• _Short problem 1_
Transcribe the web-scraping case study from "The challenge of" to "lot of work.".
• _Short problem 2_
Which variables does the web-scraping case study name as examples of data that each sit on a separate page of the factbook?

• _Quoted text_
--
6.8. Case Study 2: Scraping Business Data Using Panda and BeautifulSoup¶
In this chapter, we will learn how to extract data from any source. Often, data cannot be obtained in a simple CSV format, and we need to extract it in other ways. Web scraping is one of these processes that allow us to extract data from different sources quickly and efficiently.
Below are some great articles that will help you better understand web scraping and the BeautifulSoup library. Make sure you read all three articles before you move on to section 6.4.
The data that we have been using so far was compiled and turned into a CSV file. Much of the data comes from The World Bank website, which offers the data in CSV format. However, some websites do not prove their data in the form of a nice and convenient CSV file, so we need to convert the data from its human-readable format (as a webpage) to a Pandas friendly format, a CSV file. We will use the data that comes from the CIA World Factbook in this chapter.
The goal of this exercise is to web scrape the CIA World Factbook and create country data for 2017.
Let’s start scraping the country data from 2017. At the end of this exercise, you will be able to scrap data from any year.
You can download each year of the factbook going back to the year 2000 from the CIA (click here). For this exercise, we will scrape the data from the year 2017. Once you have downloaded the data, you can unzip the file on your local computer.
The challenge of this project is that each variable, such as budget, GDP, inflation rate, etc., is on its page. So, we will have to combine data from many pages into a single coherent data frame. Then, when we have gathered all of the columns, we can pull them together into one nice data frame, and save that to a CSV file.
If you design a good function like the one in the previous case study to find and scrape one piece of information, you can also
make it work for all pieces of information. If you accomplish this, in the end, you will have a minimal amount of code that does a lot of work.
Therefore, try scraping one or two pages and when you have become comfortable scraping single pages. You can gather all the columns and URLs from the notesanddefs.html
file and loop through the URLs to go to each page and retrieve all the information you want.
Copy path from your file explorer. Here is an example of how it should look like.
C:\Users\mainuser\factbook
Lets take a look at the file structure of the downloaded data from 2017.
import os
files = os.listdir('C:\\Users\\mainuser\\factbook\\fields')
print(sorted(files)[:10])
['2001.html', '2002.html', '2003.html', '2004.html', '2006.html', '2007.html', '2008.html', '2010.html', '2011.html', '2012.html']
6.8.1. Getting a List of Business Fields¶
This may look intimidating to see, but there is a method behind this madness. For each numbered file, it contains one field that we can add to our data frame. Try to examine one carefully, and see if you can figure out a good marker that we can use to find the field contained in each.
--
• _Record excerpts_
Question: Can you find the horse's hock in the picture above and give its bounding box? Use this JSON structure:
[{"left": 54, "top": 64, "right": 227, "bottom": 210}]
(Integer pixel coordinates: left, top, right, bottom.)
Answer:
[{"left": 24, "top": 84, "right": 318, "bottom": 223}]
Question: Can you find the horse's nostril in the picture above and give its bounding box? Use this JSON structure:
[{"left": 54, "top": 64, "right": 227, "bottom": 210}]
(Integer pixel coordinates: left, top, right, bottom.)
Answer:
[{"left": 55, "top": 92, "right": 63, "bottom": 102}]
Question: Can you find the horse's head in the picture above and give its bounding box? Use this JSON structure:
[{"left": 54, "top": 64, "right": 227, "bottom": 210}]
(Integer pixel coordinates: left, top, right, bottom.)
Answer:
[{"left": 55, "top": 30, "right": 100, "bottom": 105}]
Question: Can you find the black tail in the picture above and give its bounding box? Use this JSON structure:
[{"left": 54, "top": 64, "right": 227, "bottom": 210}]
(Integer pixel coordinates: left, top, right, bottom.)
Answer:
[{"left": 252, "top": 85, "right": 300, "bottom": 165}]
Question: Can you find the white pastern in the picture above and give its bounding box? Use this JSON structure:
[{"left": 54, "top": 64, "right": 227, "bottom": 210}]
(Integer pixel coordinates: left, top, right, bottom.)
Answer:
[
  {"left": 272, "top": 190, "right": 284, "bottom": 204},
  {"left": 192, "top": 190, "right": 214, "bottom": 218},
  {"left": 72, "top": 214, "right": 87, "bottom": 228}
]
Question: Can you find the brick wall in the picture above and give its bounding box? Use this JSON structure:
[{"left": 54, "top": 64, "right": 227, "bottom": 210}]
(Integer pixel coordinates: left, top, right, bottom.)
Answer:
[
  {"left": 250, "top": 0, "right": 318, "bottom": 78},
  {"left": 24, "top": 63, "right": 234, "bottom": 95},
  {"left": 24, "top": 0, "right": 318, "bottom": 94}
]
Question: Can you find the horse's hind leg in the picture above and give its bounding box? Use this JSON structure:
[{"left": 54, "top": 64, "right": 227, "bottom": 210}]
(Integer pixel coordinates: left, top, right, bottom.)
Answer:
--
• _Written solution 1_
The challenge of this project is that each variable, such as budget, GDP, inflation rate, etc., is on its page. So, we will have to combine data from many pages into a single coherent data frame. Then, when we have gathered all of the columns, we can pull them together into one nice data frame, and save that to a CSV file.
If you design a good function like the one in the previous case study to find and scrape one piece of information, you can also
make it work for all pieces of information. If you accomplish this, in the end, you will have a minimal amount of code that does a lot of work.

• _Written solution 2_
Budget
GDP
Inflation rate